**Goal**
Update the records starting at the line that contains "the grill surface" and ending at the last of the records, replacing "marker" with "pin" wherever it occurs and leaving everything else unchanged.

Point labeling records
--------------------------------------------------

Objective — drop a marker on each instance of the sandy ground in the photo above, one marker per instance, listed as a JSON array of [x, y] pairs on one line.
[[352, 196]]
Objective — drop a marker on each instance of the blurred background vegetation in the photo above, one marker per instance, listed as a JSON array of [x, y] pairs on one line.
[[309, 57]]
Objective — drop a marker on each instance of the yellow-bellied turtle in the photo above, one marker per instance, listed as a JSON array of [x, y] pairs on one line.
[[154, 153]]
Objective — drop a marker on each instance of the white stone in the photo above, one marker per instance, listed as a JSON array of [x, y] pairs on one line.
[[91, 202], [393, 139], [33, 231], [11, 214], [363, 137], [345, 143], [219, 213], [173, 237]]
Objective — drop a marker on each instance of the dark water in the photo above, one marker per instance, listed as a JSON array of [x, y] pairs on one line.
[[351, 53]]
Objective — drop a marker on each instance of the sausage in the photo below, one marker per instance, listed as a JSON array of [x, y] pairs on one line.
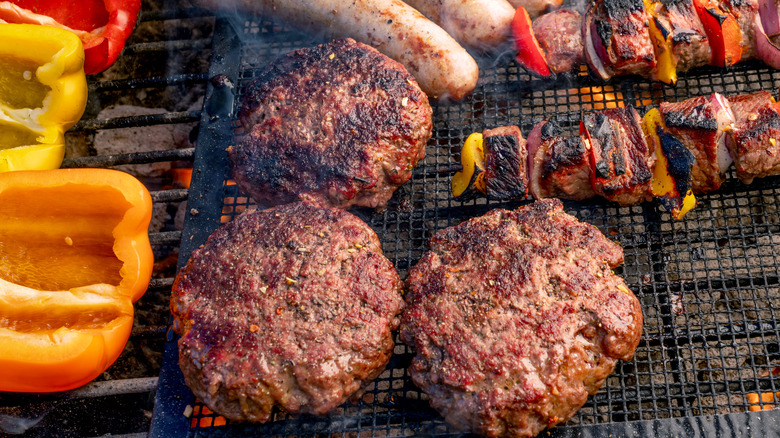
[[536, 8], [441, 66], [480, 24]]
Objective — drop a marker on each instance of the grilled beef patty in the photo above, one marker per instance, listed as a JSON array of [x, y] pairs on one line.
[[339, 124], [516, 317], [291, 306]]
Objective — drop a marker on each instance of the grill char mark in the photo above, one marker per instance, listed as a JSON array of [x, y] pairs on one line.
[[506, 156], [622, 158]]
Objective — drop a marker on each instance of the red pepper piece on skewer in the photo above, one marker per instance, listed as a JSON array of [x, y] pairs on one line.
[[529, 54], [722, 31]]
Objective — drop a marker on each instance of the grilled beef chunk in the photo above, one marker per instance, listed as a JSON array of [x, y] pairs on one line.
[[506, 176], [559, 35], [291, 306], [620, 33], [745, 12], [515, 317], [622, 160], [558, 166], [339, 124], [748, 105], [699, 123], [690, 46], [755, 144]]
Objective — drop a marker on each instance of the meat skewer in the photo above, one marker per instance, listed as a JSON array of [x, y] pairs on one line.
[[673, 152], [652, 38]]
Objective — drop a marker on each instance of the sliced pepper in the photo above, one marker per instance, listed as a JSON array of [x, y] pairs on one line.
[[529, 54], [672, 169], [74, 255], [43, 92], [470, 180], [102, 25], [723, 32]]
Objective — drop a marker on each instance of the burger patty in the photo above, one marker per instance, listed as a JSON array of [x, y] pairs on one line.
[[515, 317], [340, 124], [291, 306]]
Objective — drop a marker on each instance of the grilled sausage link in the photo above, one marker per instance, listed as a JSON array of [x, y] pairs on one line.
[[441, 66], [481, 24]]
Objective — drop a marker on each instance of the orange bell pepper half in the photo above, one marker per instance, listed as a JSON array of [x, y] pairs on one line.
[[74, 256]]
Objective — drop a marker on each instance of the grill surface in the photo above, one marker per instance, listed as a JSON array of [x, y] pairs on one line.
[[708, 284]]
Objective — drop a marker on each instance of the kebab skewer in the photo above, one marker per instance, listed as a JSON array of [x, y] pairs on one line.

--------------------------------------------------

**Solved exercise**
Objective — drop a pin on each instance of the grill surface in the photo above, one pin per instance, listed as a JSON array of [x, y] pairs on one line.
[[708, 284]]
Objective — drop a pin on each instance of the kebab skewer in the photo above, one pin per instance, listed as a JSON array of [x, y] pairs on one line.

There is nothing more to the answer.